#### [Written problem]
Scale the records from the line with "outline --target=steep gorge" to the line with "118 408 L 262", both included, and give them again in full. Multiply every point coordinate in the path outlines by 0.75, round to whole numbers with halves going up, leave all other lines unchanged, and return only these lines.
----
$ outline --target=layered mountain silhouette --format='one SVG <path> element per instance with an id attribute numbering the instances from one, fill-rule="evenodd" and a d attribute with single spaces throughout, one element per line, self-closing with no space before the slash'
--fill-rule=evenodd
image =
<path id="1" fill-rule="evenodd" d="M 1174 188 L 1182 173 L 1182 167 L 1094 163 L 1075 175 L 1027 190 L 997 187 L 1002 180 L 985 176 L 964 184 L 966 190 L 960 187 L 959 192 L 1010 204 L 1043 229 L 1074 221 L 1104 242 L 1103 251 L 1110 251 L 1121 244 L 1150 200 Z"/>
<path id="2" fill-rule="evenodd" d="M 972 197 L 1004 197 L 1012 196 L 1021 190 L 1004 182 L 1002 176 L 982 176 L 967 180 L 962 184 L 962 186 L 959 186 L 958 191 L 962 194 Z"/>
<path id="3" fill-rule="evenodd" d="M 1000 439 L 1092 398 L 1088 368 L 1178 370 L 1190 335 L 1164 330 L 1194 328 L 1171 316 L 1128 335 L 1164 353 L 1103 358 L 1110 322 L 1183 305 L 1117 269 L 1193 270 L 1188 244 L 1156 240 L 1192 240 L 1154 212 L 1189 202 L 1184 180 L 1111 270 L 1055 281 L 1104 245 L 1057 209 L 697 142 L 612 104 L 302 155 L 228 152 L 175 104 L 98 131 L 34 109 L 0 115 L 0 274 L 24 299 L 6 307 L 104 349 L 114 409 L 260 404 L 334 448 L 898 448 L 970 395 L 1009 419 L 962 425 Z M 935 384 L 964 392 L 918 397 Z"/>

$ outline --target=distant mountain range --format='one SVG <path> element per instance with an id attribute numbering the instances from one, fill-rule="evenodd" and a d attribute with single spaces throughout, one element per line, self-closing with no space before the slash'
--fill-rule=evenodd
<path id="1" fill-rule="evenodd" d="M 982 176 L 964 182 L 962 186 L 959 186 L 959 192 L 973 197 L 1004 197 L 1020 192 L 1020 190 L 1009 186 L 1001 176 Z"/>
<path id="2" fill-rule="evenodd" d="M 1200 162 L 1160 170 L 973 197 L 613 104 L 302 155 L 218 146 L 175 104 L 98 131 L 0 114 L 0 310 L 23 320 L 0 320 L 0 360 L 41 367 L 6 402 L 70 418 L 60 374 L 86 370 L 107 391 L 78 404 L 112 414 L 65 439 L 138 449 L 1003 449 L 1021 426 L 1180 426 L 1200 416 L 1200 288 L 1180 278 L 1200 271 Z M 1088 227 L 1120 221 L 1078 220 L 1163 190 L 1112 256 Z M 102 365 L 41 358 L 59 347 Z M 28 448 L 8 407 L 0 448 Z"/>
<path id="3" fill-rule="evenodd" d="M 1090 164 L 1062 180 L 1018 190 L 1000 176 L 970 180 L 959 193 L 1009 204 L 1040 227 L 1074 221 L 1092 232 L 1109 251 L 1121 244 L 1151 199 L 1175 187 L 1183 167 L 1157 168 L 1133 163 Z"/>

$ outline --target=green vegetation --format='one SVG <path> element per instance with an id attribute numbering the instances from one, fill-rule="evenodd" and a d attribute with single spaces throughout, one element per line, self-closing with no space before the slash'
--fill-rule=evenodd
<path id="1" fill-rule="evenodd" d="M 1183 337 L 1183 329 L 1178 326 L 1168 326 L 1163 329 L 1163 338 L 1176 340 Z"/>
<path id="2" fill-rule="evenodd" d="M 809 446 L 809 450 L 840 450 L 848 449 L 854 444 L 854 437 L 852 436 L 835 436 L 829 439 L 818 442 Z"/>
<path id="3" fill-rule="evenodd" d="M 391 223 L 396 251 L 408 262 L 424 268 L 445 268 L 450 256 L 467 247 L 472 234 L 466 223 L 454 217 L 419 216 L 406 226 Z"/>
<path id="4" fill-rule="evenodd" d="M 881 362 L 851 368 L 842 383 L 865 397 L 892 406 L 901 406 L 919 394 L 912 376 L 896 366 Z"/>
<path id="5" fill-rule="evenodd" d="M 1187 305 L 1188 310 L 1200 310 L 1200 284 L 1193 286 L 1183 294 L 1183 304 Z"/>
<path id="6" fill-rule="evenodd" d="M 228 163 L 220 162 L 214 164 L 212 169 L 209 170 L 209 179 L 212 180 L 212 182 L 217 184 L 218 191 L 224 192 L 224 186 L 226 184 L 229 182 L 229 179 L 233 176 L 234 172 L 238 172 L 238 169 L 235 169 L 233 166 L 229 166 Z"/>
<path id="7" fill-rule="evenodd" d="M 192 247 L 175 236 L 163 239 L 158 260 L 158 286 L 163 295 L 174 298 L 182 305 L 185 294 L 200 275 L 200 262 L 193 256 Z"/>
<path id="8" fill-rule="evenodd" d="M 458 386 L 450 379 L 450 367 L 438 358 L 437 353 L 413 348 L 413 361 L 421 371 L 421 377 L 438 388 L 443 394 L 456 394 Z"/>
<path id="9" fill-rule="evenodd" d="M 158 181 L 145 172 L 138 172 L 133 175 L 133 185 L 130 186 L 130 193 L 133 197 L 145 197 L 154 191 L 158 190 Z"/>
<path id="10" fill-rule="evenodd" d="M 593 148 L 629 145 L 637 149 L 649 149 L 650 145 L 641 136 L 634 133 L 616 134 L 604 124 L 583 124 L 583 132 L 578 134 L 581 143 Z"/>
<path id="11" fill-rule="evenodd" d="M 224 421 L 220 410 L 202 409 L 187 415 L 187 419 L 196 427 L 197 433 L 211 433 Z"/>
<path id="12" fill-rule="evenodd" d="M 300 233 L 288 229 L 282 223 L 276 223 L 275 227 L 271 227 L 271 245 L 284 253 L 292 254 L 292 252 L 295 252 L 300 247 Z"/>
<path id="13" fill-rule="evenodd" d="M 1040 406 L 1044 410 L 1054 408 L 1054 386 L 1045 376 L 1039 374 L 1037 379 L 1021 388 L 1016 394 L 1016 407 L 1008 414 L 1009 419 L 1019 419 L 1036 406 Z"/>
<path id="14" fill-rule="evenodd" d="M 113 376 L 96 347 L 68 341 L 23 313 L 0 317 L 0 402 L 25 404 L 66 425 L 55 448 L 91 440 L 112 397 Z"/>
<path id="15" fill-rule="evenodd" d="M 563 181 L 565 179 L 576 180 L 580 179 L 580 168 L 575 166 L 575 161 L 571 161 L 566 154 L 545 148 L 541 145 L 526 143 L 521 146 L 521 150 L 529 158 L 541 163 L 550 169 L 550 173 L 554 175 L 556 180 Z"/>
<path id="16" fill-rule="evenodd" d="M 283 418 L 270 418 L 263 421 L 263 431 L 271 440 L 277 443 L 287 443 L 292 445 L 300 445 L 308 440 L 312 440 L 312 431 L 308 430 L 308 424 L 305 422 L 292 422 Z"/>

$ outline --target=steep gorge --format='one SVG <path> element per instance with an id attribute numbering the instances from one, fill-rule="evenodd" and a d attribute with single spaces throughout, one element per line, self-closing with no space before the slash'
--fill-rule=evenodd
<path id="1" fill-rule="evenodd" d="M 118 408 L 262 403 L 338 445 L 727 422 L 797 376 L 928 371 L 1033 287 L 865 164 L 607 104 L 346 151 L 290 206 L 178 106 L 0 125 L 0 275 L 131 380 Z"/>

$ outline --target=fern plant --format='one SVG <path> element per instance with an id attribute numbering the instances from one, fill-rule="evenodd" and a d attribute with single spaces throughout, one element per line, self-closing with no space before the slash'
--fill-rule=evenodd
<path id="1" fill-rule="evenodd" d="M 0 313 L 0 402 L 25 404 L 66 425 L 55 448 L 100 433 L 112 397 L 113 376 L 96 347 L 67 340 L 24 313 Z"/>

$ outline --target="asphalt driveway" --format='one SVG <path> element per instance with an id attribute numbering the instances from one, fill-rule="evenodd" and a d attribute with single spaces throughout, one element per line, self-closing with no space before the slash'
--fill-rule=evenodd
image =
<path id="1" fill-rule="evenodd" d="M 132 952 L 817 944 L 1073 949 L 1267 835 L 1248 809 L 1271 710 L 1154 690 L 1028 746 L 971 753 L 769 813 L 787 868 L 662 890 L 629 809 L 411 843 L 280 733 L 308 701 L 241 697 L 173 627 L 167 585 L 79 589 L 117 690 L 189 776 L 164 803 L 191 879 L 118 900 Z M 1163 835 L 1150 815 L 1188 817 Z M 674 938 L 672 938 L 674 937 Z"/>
----
#### [Response to the task]
$ outline --target=steep gorge --format='one SVG <path> element per instance with an id attribute numbering the instances from one, fill-rule="evenodd" and a d attribute with single spaces throughout, one element per line, self-closing with no space before the slash'
--fill-rule=evenodd
<path id="1" fill-rule="evenodd" d="M 89 306 L 197 302 L 254 334 L 545 317 L 598 282 L 696 278 L 775 215 L 649 123 L 455 78 L 260 113 L 218 155 L 134 80 L 0 94 L 0 206 L 98 285 Z"/>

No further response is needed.